— Start of Given records —
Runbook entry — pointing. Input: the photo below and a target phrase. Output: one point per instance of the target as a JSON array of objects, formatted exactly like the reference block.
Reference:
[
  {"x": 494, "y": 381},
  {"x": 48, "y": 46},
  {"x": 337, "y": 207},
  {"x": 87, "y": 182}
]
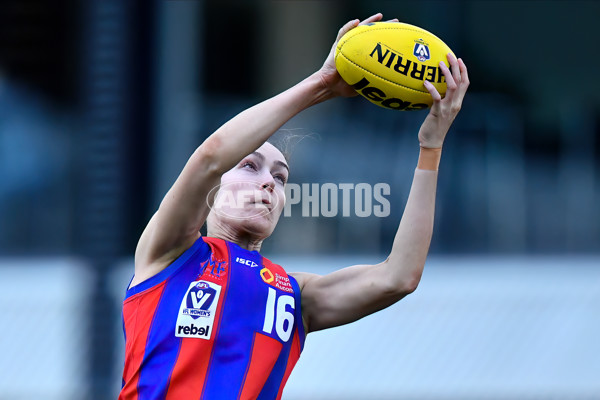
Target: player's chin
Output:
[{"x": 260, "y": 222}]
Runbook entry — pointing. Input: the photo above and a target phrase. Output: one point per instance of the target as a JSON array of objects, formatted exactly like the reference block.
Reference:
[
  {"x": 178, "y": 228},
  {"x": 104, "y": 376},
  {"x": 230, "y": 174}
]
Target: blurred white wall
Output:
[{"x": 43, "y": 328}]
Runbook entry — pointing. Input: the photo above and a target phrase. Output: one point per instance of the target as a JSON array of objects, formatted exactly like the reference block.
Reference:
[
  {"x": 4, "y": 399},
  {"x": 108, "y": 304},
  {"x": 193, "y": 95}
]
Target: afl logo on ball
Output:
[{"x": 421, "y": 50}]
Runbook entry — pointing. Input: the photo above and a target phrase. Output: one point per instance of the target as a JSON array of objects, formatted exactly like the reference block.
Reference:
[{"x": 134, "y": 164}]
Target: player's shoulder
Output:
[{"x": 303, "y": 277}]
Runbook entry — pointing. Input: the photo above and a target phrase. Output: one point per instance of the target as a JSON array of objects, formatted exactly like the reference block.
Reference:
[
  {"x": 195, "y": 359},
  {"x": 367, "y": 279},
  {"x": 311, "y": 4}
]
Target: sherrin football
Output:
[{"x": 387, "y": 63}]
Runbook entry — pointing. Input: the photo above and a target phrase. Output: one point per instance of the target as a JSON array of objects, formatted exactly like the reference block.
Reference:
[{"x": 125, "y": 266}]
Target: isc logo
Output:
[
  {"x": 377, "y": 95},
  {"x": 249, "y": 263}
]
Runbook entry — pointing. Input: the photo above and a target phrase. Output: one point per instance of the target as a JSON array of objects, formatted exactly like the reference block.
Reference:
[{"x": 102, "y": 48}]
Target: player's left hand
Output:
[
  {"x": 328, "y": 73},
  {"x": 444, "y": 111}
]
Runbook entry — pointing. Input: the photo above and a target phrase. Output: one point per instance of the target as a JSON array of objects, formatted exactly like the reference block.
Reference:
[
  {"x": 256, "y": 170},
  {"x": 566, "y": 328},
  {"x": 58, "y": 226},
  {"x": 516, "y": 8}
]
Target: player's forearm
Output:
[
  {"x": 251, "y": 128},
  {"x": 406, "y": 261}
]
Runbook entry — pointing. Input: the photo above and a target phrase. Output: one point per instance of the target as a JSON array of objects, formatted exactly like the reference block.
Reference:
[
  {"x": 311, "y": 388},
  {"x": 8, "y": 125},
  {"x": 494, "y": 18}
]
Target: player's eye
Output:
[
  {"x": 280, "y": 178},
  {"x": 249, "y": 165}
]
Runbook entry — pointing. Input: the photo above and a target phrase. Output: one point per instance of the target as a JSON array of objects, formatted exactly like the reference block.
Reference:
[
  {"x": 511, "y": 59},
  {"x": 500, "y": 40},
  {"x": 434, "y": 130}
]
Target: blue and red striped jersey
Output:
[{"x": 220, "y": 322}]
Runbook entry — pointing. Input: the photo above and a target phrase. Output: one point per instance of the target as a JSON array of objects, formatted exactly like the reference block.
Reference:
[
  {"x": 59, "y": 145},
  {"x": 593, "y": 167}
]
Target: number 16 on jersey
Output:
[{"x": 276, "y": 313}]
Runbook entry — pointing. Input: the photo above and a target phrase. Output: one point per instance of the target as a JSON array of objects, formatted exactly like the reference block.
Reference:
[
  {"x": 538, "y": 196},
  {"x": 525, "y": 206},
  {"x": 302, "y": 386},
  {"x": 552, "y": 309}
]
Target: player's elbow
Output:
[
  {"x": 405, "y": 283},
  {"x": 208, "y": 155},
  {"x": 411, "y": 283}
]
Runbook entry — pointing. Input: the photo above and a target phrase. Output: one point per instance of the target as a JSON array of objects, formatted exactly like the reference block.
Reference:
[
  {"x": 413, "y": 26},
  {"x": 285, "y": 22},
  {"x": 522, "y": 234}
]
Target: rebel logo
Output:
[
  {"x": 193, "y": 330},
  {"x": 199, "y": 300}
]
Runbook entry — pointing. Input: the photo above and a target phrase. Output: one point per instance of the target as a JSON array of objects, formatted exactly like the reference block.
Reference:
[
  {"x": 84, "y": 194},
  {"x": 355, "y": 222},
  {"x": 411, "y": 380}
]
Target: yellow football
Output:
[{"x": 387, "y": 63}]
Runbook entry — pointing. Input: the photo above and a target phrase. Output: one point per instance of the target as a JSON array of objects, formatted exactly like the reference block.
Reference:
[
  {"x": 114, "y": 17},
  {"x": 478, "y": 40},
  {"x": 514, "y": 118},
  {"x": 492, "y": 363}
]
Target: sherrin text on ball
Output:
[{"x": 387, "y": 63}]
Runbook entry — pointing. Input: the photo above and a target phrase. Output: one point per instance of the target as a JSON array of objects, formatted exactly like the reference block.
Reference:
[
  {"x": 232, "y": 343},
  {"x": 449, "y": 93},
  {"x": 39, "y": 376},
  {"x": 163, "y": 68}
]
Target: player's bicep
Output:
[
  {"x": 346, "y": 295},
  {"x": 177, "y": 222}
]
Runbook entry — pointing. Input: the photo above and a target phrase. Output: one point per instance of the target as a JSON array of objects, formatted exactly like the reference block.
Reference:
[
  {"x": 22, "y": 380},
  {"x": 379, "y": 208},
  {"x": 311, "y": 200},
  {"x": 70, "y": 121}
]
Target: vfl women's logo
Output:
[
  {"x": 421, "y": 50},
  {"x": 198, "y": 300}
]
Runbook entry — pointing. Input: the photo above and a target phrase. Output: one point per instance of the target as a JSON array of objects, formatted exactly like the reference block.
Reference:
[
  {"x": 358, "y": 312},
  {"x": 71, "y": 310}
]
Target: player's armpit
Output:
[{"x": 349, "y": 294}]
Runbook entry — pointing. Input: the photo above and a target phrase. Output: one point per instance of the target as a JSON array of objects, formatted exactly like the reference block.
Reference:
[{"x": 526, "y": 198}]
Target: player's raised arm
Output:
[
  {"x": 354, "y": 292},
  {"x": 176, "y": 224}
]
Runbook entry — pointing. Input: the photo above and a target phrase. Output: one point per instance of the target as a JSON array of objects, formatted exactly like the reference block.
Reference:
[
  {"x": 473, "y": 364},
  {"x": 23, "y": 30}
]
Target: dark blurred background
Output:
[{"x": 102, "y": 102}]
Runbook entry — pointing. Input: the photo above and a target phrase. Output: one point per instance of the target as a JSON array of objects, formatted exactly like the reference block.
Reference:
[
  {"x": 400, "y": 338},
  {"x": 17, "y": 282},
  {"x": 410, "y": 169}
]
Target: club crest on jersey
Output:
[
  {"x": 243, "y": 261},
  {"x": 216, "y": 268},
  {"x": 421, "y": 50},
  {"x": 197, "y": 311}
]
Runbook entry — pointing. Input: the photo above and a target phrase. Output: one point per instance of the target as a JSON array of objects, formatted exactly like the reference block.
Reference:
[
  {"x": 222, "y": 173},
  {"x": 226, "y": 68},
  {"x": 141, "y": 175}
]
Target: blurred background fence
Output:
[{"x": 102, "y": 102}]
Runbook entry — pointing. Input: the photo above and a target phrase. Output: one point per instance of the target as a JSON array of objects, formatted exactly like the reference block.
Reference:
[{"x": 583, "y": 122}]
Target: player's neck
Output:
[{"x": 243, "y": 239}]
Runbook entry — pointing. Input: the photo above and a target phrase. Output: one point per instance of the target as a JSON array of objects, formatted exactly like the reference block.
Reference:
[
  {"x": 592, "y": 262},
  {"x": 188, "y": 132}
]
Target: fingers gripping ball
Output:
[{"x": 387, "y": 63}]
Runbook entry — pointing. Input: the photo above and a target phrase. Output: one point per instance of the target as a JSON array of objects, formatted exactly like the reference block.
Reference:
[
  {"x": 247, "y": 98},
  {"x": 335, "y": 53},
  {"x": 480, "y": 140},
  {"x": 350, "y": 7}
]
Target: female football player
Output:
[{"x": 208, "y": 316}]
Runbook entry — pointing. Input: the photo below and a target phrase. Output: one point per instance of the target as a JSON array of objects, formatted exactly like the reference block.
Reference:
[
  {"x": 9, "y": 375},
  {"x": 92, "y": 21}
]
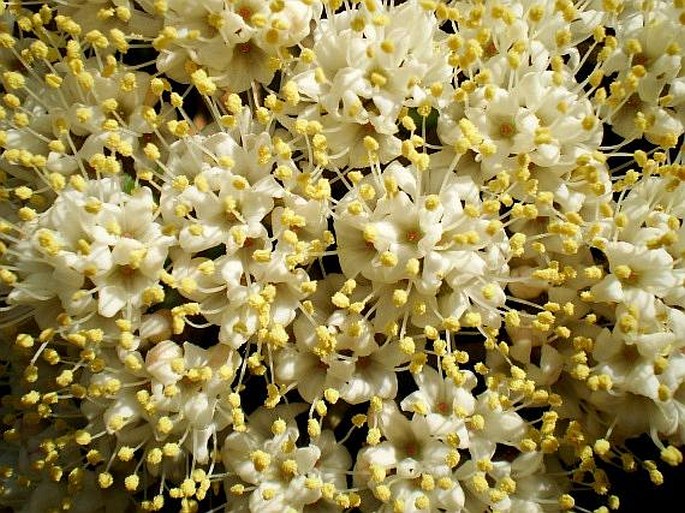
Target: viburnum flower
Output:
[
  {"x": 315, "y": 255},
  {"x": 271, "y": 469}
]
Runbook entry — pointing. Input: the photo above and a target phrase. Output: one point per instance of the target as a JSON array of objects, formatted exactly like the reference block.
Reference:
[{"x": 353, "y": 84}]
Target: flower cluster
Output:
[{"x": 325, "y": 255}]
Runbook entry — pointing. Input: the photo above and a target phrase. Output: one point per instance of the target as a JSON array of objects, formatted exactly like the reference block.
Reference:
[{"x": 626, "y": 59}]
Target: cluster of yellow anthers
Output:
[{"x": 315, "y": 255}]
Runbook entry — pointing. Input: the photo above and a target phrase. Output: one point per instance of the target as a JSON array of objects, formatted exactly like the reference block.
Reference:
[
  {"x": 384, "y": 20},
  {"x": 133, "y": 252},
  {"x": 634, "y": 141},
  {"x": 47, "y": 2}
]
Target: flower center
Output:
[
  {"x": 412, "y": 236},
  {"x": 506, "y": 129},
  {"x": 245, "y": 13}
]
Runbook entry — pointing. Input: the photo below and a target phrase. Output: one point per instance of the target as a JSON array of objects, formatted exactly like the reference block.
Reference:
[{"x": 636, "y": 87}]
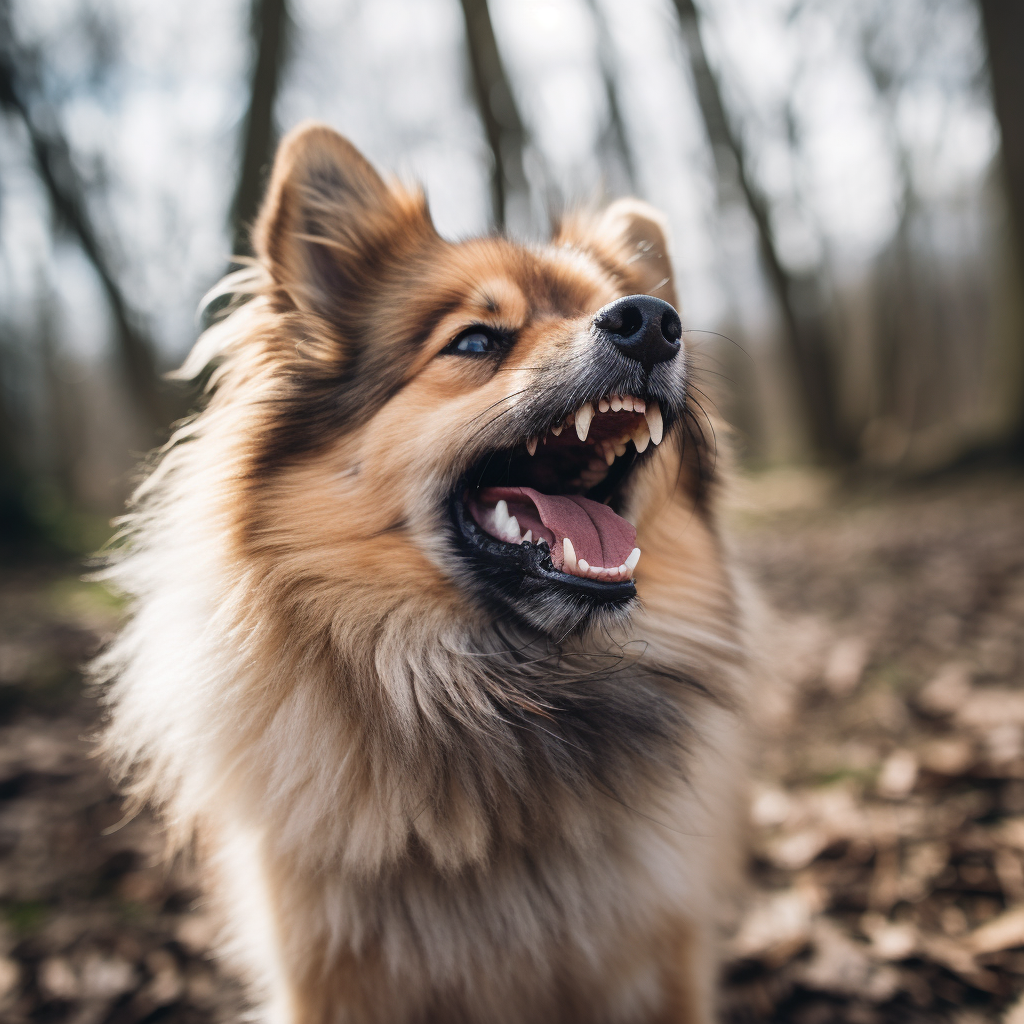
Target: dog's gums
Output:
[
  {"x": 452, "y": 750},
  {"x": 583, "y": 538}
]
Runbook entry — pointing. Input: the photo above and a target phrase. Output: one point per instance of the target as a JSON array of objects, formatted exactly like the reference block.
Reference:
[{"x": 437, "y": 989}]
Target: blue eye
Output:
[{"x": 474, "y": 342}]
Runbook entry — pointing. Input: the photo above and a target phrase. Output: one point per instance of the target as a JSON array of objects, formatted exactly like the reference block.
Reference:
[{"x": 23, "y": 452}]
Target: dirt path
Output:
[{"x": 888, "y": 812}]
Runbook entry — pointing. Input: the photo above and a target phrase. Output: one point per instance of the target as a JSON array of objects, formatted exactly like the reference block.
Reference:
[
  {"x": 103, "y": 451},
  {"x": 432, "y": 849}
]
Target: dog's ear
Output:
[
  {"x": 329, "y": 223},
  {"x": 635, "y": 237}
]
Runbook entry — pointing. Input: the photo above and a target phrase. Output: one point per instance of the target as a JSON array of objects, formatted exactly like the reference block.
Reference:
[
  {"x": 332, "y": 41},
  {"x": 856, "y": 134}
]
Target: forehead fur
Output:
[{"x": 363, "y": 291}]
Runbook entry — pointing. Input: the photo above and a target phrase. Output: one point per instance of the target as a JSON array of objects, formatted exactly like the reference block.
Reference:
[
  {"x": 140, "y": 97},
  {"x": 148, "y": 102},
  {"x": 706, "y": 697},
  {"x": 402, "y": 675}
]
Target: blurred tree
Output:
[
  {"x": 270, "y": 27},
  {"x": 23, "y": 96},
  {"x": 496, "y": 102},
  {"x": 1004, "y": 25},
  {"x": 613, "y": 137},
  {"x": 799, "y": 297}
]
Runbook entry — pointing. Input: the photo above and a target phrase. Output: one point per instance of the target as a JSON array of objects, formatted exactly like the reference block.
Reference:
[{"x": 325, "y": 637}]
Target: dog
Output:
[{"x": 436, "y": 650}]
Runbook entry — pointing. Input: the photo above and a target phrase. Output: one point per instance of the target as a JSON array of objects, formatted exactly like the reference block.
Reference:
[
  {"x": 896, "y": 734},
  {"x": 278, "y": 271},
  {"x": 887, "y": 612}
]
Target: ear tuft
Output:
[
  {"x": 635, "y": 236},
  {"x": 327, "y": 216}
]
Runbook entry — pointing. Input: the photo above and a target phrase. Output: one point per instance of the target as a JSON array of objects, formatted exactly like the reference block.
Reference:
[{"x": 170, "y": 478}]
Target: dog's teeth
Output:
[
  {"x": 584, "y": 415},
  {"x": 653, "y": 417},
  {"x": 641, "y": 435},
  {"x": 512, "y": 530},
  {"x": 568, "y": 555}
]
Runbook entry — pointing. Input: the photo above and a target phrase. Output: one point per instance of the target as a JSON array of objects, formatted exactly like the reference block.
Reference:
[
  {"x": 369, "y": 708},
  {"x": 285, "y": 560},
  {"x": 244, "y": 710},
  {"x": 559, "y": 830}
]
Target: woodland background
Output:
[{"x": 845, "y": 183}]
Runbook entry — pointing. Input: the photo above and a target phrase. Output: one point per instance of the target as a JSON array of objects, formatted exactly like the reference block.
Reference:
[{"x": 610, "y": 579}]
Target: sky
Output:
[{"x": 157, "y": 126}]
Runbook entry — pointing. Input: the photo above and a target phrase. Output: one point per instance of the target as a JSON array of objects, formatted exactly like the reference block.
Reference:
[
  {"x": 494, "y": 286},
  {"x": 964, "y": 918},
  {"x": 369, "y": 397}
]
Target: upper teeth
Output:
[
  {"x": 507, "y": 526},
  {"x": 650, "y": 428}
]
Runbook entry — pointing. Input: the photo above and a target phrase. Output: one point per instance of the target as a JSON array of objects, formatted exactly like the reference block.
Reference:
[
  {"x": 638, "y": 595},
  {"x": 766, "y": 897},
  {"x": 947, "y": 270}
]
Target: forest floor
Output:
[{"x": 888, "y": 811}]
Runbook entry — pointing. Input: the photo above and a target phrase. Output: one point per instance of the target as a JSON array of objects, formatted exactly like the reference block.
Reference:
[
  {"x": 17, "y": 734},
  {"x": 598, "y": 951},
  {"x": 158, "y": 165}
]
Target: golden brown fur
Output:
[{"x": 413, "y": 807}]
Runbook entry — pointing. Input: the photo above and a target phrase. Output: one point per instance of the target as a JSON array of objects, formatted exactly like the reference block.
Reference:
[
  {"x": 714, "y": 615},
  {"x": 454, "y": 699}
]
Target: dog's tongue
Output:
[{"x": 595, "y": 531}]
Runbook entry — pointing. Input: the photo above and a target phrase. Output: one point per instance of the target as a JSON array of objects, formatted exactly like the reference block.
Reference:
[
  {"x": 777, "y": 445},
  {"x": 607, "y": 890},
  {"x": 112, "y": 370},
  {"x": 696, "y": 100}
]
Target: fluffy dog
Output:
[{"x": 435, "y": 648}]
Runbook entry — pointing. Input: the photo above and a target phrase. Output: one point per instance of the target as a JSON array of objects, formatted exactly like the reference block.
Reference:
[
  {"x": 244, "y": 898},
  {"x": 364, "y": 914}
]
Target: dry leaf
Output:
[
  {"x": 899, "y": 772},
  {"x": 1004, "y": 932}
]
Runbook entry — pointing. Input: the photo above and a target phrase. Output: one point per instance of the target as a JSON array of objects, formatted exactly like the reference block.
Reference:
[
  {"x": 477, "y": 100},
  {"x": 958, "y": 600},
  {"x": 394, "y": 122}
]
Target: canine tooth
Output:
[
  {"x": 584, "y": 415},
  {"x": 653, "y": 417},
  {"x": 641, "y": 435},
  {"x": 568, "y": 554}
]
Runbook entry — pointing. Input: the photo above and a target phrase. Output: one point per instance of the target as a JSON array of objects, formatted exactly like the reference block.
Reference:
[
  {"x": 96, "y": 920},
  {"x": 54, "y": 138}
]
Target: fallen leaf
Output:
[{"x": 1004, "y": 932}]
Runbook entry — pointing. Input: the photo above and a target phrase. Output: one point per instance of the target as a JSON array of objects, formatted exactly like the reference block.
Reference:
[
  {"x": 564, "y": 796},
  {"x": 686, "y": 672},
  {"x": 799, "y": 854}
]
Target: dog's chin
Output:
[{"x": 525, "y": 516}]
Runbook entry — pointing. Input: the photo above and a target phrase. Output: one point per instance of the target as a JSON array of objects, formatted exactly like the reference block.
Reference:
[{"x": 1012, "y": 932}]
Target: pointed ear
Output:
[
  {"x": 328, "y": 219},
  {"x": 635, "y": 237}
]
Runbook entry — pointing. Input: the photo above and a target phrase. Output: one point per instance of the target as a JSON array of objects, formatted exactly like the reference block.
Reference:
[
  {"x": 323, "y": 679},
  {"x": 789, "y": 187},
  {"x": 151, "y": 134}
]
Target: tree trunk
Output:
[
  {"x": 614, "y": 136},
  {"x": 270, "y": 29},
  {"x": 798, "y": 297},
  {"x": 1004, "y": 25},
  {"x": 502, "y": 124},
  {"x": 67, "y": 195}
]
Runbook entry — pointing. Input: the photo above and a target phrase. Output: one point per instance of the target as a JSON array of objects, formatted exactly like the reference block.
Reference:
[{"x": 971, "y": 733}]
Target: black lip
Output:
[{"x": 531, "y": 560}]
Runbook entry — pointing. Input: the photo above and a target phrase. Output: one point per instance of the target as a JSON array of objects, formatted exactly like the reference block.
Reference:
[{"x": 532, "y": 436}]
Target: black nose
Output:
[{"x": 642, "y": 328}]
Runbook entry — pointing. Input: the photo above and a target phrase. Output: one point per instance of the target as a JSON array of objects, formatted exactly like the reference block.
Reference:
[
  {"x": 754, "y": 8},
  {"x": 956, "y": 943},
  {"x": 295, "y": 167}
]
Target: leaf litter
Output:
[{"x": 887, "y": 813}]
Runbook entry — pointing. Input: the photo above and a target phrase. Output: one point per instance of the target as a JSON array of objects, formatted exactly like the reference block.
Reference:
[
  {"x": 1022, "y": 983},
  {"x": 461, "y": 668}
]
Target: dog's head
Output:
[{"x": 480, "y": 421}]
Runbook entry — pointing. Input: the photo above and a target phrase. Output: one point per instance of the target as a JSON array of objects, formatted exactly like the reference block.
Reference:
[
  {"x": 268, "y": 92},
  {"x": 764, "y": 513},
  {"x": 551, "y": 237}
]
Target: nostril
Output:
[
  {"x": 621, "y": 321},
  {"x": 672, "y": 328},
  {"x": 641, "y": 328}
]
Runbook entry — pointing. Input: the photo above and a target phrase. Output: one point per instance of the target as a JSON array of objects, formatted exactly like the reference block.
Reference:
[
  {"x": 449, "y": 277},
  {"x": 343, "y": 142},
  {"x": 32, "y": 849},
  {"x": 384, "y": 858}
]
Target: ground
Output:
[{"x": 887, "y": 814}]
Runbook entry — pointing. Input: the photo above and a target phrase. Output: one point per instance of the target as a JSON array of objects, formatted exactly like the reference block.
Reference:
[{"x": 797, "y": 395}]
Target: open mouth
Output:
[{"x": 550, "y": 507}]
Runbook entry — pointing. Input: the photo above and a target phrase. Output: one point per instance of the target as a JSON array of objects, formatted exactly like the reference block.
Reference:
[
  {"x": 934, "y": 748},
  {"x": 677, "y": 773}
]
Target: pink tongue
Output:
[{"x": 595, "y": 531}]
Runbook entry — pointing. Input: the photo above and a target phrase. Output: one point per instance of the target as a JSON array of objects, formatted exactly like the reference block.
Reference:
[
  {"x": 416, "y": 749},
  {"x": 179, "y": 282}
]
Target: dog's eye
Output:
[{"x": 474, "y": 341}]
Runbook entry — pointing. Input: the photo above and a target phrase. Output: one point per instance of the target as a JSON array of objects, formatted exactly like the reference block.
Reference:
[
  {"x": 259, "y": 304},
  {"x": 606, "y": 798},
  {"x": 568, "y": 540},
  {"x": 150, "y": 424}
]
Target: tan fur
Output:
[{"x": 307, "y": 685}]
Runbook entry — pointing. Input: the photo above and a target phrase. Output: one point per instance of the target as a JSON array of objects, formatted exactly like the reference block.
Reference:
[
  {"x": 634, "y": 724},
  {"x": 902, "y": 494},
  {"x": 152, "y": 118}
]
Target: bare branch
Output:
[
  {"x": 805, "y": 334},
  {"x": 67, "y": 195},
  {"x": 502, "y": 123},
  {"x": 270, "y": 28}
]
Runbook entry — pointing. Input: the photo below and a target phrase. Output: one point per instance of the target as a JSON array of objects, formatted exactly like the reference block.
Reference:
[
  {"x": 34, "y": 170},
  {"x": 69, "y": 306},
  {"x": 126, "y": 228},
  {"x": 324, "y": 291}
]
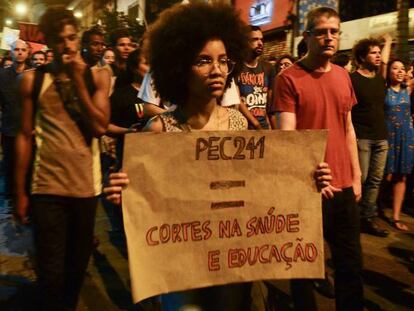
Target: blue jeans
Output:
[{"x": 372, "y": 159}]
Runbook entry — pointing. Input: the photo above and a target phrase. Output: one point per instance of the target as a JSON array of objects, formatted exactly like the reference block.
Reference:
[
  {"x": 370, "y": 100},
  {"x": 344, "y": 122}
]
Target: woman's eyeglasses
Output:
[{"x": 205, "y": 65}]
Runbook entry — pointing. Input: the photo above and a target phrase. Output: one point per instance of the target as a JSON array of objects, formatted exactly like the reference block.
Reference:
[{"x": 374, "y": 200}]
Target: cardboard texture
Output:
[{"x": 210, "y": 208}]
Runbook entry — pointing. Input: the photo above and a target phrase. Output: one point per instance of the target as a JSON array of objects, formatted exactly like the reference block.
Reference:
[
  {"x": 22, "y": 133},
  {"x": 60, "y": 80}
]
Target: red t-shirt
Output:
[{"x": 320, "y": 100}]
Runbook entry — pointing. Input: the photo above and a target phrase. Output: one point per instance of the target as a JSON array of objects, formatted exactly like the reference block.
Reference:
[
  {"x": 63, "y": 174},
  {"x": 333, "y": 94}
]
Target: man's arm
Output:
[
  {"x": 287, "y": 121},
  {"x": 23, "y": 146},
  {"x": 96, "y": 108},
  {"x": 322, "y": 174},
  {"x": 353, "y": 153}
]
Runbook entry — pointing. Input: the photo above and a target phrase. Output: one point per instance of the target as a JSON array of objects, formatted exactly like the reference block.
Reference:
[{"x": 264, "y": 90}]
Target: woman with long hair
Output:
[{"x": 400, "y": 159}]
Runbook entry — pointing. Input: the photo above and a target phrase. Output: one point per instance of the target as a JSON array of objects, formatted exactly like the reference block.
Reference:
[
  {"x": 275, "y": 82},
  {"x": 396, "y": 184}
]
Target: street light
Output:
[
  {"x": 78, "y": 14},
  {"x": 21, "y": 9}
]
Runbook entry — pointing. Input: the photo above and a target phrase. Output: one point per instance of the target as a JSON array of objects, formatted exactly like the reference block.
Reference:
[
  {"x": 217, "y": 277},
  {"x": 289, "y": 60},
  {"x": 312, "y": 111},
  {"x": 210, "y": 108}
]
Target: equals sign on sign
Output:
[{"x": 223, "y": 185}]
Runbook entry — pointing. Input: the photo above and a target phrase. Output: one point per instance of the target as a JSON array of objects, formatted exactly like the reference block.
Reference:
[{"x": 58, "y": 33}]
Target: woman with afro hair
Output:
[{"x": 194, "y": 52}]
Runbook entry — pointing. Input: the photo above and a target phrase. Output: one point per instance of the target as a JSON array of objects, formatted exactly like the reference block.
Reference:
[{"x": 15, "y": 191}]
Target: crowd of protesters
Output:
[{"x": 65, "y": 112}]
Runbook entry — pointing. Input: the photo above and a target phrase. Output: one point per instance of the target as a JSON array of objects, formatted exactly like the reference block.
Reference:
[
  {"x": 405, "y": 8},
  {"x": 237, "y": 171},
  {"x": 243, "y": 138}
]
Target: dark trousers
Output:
— End of Given records —
◆ **Task directions**:
Please gather every line in the data above that contains the word "hair" and copy each one out. Case counts.

◆ **Answer to the task**:
Target: woman with long hair
Target: woman with afro hair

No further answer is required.